### [PROBLEM DESCRIPTION]
Please count the lines in the items below that contain the word "garage" and reply with that number alone.

### [ITEMS]

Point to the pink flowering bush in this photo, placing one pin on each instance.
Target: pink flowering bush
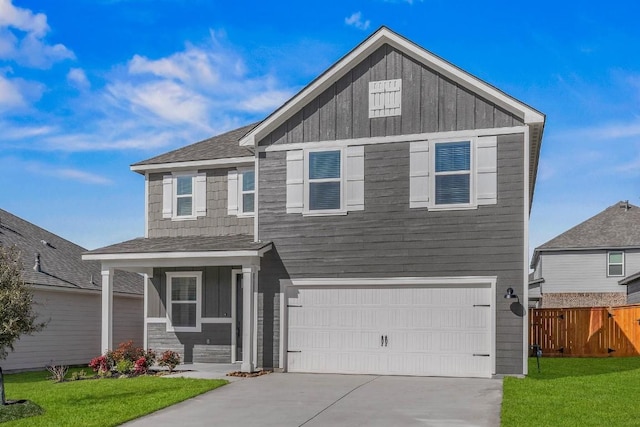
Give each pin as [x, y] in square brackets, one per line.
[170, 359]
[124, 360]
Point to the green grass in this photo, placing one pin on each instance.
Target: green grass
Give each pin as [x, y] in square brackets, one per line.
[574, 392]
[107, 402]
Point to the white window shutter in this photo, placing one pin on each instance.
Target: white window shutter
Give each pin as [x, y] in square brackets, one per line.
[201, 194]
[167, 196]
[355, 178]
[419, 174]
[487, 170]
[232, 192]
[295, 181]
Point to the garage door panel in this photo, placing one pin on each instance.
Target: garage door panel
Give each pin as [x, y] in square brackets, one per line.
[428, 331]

* * *

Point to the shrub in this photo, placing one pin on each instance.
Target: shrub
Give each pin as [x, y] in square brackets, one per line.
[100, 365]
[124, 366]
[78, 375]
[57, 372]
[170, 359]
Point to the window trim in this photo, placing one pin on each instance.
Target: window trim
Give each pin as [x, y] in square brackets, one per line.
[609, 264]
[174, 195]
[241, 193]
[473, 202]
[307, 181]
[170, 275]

---

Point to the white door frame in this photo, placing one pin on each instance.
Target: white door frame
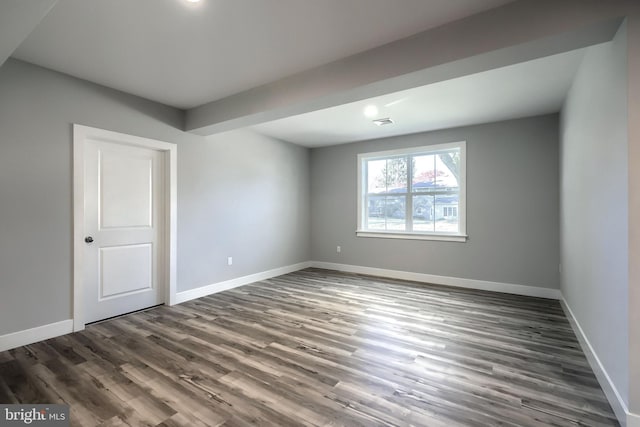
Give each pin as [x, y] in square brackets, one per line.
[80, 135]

### [SOLUTION FOR THIS TASK]
2